Finally, if the animal you find is REALLY lost, abandoned or sick (something you will find out after observing it for some time), you should contact competent resources, for example a Wildlife Conservation officer from the Société de la Faune et des Parcs du Québec. He or she will be able to help you. You can also consult the Internet site

Laws regarding captive animals 

In order to protect our wildlife, Quebec has adopted a number of laws such as the Act respecting the conservation and development of wildlife. This Act includes a regulation respecting animals in captivity. The regulation very clearly stipulates which species may be kept without a permit. Consequently, if in spite of everything you wish to keep a wild animal at home, you must comply with the regulation. Being entitled to own certain animals involves being responsible for these animals.

This means you must ensure that you provide the animals you look after with the proper care, appropriate food, an adequate habitat, clean living conditions, etc. Below is the list of animals that you may own.

Indigenous species that may be kept in captivity without a permit (C-61.1, r.0.0001)

— MATERIAL —
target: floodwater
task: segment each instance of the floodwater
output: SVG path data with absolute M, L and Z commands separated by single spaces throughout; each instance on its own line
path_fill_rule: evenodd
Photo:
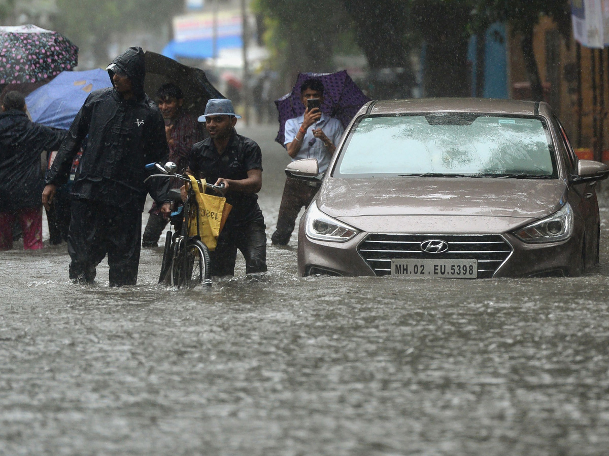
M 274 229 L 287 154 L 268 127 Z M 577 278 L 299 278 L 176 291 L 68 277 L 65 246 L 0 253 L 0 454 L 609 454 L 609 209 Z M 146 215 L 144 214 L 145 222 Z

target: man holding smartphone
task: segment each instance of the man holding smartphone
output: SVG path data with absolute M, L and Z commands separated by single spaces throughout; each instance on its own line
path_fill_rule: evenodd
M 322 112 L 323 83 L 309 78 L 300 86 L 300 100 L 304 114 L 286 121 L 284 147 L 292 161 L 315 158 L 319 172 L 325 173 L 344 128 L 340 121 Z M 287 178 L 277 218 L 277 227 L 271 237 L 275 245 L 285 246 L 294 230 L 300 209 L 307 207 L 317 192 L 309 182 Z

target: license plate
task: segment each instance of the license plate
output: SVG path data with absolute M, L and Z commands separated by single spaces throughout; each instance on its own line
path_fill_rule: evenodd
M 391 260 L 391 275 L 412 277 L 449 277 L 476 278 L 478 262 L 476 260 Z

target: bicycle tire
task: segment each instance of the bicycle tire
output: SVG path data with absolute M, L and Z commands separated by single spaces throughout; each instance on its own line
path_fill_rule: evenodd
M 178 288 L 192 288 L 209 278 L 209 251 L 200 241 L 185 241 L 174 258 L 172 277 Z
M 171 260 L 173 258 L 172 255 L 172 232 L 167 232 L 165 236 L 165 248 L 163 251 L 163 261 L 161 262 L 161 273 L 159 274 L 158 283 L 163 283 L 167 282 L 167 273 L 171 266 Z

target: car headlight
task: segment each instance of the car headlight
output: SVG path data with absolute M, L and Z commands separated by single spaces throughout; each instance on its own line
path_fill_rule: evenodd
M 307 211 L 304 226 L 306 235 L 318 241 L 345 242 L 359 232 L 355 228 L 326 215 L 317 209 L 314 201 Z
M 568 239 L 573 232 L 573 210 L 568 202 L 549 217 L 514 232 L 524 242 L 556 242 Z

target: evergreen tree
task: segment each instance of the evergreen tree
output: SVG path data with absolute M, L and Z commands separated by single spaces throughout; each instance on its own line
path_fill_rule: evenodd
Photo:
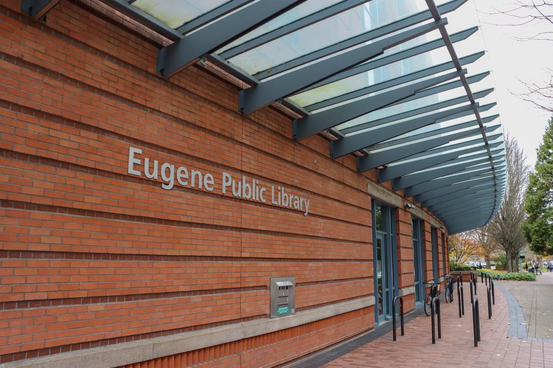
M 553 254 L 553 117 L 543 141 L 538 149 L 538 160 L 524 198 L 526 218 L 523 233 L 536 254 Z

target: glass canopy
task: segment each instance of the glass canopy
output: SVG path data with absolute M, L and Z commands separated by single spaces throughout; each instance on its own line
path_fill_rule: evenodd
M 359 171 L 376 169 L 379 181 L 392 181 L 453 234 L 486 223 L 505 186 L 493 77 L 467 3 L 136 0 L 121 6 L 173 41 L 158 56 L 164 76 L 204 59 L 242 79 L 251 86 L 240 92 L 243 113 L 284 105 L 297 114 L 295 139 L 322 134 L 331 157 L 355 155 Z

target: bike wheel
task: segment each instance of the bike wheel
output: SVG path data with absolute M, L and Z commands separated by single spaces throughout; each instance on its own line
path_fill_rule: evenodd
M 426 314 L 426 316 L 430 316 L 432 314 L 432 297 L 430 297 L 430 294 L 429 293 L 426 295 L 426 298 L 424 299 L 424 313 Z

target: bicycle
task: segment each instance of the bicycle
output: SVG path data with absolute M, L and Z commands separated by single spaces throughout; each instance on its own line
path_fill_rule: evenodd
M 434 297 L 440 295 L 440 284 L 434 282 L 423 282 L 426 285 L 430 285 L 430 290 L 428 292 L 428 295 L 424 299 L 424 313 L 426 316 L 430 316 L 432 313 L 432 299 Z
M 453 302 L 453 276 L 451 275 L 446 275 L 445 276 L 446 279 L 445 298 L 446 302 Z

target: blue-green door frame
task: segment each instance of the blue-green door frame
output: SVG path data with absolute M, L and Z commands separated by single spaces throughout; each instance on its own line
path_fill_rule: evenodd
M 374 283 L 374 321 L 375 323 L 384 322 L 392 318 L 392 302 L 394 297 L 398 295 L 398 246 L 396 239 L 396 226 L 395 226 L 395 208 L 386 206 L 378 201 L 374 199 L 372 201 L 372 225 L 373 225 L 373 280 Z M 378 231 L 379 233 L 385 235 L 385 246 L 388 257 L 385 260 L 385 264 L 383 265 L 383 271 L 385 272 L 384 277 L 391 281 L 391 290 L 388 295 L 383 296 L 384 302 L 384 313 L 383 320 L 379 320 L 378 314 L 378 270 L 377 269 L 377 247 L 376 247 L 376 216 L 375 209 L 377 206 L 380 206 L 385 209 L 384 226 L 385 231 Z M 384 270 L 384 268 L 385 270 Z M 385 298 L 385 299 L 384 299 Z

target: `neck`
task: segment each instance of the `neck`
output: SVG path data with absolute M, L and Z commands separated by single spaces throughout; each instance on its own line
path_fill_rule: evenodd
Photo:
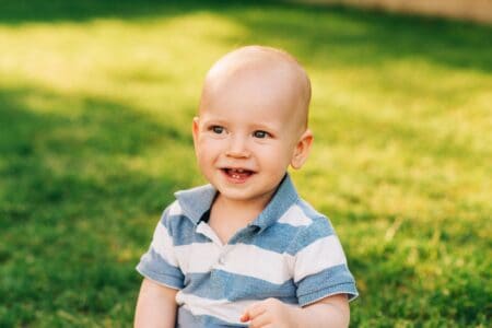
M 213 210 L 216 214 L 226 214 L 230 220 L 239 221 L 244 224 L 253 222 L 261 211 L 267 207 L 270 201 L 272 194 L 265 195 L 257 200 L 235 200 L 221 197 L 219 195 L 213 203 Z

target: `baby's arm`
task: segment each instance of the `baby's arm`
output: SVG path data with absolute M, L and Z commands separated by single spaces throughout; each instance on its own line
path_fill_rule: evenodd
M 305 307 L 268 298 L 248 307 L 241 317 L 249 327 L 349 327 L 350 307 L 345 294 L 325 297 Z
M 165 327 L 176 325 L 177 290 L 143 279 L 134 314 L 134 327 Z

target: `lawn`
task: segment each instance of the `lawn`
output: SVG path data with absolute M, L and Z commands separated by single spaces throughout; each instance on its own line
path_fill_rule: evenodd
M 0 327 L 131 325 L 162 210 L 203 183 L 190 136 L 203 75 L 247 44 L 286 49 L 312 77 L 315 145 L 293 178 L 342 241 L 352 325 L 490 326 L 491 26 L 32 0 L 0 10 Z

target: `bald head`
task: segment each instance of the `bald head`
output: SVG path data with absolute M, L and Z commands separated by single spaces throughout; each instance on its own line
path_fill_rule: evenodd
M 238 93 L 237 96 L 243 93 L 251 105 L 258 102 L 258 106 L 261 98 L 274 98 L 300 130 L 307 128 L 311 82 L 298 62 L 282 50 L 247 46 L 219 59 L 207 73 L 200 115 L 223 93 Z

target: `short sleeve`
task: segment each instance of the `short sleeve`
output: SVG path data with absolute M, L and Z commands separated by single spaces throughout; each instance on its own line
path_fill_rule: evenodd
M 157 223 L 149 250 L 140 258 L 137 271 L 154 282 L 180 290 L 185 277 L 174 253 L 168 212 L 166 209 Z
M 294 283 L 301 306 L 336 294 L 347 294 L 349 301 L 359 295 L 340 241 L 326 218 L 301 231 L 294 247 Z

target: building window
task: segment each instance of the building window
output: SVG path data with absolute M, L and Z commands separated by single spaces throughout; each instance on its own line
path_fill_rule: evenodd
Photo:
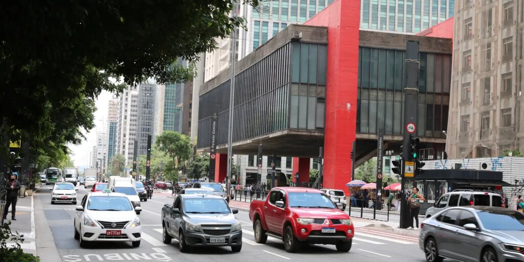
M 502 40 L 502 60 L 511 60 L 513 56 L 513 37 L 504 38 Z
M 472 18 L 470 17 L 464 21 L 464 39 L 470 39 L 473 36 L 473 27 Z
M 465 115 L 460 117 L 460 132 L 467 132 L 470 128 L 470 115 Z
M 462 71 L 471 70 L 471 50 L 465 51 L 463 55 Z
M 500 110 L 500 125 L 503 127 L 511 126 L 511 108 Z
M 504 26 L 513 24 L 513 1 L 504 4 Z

— REQUIRED ACTIONS —
**A)** Based on the extract on captive wild animals, explain why a person who wants to keep a wild animal at home must comply with the regulation respecting animals in captivity.
**B)** According to the extract on captive wild animals, whom can you contact if an animal you find is really lost, abandoned or sick?
**C)** Rewrite the extract on captive wild animals from "Finally, if the" to "for these animals.", changing "competent resources" to "qualified authorities".

— RESPONSES FOR EACH TASK —
**A)** Quebec adopted laws such as the Act respecting the conservation and development of wildlife to protect its wildlife. That Act includes a regulation respecting animals in captivity, which clearly stipulates which species may be kept without a permit. Anyone who keeps a wild animal at home must therefore follow it.

**B)** A Wildlife Conservation officer from the Société de la Faune et des Parcs du Québec.

**C)**
Finally, if the animal you find is REALLY lost, abandoned or sick (something you will find out after observing it for some time), you should contact qualified authorities, for example a Wildlife Conservation officer from the Société de la Faune et des Parcs du Québec. He or she will be able to help you. You can also consult the Internet site

Laws regarding captive animals 

In order to protect our wildlife, Quebec has adopted a number of laws such as the Act respecting the conservation and development of wildlife. This Act includes a regulation respecting animals in captivity. The regulation very clearly stipulates which species may be kept without a permit. Consequently, if in spite of everything you wish to keep a wild animal at home, you must comply with the regulation. Being entitled to own certain animals involves being responsible for these animals.